PASSAGE FOR REVIEW.
Coatings for Plastics Provide Flame Retardancy
|Flame-resistant coatings were used on the molded parts of an endoscope reprocesser.|
Intumescent coatings from Flame Seal Products Inc. (Houston; www.flameseal.com) have recently received a UL 94V-0 rating. Minntech Corp. (Minneapolis; www.minntech.com), a medical equipment supplier, funded the tests of the flame-retardant coatings in anticipation of using them on its plastic products. The thin-film Flame Seal coatings, which provide flame resistance without compromising tensile strength, were used on the molded parts of an endoscope reprocessor.
Flame Seal president Michael Kiser says it is difficult for a plastic to obtain the UL 94V-0 rating. "It is unusual for polyethylene or any other plastic to have a coating with sufficient flame retardancy," he says.
The basis of the FX-100 and FX-PX coatings is an amine polymer system. The clear system, composed of a 4:1 ratio of polymer to curing agent, is cross-linked and applied to substrates in three layers, each air dried and measuring from 2.0 to 2.5 mil in thickness. When a fire occurs, the coated products change dramatically, going through various stages of expansion and performing distinct yet simultaneous functions. The coatings automatically react with fire or heat to convert combustible gases and tars into noncombustible carbon char, nitrogen, and carbon dioxide.
The chemical reaction creates an intumescing action as water vapor is released to cool the plastic substrate and as nitrogen and carbon dioxide are liberated. The escape of the gases causes the coating to expand up to 100 times its original thickness. The expansion results in a pure carbon char that provides an intumescent seal around the underlying plastic substrate.

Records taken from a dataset
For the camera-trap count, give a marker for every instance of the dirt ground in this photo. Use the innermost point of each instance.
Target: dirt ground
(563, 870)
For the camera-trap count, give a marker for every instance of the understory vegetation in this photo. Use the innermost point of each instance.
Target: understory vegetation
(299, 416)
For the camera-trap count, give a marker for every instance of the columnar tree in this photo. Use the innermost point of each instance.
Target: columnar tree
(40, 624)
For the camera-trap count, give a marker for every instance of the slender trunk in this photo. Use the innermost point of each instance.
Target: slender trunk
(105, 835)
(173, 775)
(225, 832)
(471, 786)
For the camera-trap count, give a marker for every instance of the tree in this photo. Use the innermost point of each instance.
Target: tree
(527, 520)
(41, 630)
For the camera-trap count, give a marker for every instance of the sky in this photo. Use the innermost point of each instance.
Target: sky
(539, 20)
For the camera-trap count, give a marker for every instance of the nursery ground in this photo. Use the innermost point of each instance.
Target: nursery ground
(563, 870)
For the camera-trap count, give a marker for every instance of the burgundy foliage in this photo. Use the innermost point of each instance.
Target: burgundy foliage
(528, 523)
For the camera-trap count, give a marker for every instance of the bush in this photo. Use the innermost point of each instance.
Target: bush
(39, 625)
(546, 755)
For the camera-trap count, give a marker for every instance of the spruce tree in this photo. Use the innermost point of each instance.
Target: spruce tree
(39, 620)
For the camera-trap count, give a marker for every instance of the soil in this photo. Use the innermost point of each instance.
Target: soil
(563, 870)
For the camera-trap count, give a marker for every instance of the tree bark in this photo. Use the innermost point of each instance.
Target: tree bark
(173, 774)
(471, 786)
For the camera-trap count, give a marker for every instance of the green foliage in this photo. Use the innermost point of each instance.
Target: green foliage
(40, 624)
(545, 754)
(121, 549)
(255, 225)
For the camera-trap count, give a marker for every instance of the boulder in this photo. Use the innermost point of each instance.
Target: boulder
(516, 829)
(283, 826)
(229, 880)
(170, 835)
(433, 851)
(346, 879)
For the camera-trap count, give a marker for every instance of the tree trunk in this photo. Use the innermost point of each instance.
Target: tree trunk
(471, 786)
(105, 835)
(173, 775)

PROMPT.
In two sentences, how would you summarize the article on flame-retardant coatings for plastics? Rely only on the text when responding.

WRITTEN ANSWER.
Flame Seal Products' thin-film intumescent coatings, which provide flame resistance without compromising tensile strength, recently received a UL 94V-0 rating in tests funded by Minntech Corp. and were used on the molded parts of an endoscope reprocessor. Built on an amine polymer system, the coatings react with fire or heat to convert combustible gases and tars into noncombustible carbon char, nitrogen, and carbon dioxide, expanding up to 100 times their original thickness to form a carbon char seal around the underlying plastic.